Politics

This Is Why It's So Hard To Cut Medicare

|

Monty Python / Universal Pictures

Have you ever had a friend who is chronically about to start a diet? Yes, he admits, he needs to reduce his calorie consumption, and he has for a while. That's why he'll be starting a new eating regime tomorrow, or maybe next week. And because he knows how hard it is to cut back—he's tried before—he's not planning on making major changes, just trimming a little bit over time until he hits his goals. But tonight, he's hungry, and his stomach is grumbling rather loudly, so why not feast a bit more before the fast?

Even if you've never met someone like that, you can get a similar experience just by following various attempts to cut Medicare spending. Yesterday, for example, the Centers for Medicare & Medicaid Services (CMS) announced that a proposed 1.9 percent cut to Medicare Advantage, which allows seniors to get Medicare benefits through privately run plans, would not go into effect. Instead, the new rates for the program will likely result in a 0.4 percent spending increase.

This is not the first time that Medicare Advantage cuts have conveniently transformed into increases. Last year, CMS initially proposed a 2.2 percent cut—which, over the course of a few months, evolved into a 3.3 percent hike.

In both years, what happened between the initial proposal and the final was the same: an intense lobbying campaign by insurers who get paid by the program, as well as heavy political pressure from both sides of the aisle.

Insurers began their campaign in January this year, before the proposed cuts were even formally announced. A bipartisan group of 40 senators, led by Sen. Mike Crapo (R-Idaho) and Sen. Chuck Schumer (D-N.Y.), sent a letter to CMS head Marilyn Tavenner expressing concern about the cuts. "Given the impact that payment policies could have on our constituents," the letter said, "we ask that you prioritize beneficiaries' experience and minimize disruption in maintaining payment levels for 2015."

**PROBLEM DETAILS**
In the Medicare article, which two senators led the bipartisan group that wrote to the CMS head about the cuts?

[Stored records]
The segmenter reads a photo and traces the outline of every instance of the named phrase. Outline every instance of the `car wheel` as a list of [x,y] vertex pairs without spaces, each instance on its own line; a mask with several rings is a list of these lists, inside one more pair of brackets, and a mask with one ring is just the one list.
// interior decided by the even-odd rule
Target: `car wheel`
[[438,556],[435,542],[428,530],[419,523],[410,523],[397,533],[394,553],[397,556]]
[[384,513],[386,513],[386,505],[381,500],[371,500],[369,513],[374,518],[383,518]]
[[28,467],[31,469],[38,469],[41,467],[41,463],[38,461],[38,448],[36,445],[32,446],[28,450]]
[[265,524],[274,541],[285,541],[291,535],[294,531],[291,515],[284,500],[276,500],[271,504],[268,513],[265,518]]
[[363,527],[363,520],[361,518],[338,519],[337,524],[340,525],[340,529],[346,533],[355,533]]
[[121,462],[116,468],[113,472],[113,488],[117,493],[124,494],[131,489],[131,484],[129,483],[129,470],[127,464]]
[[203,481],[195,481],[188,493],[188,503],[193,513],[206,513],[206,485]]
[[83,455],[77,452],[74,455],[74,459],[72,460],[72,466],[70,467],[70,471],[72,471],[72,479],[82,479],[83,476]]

**TASK RESPONSE**
Sen. Mike Crapo (R-Idaho) and Sen. Chuck Schumer (D-N.Y.)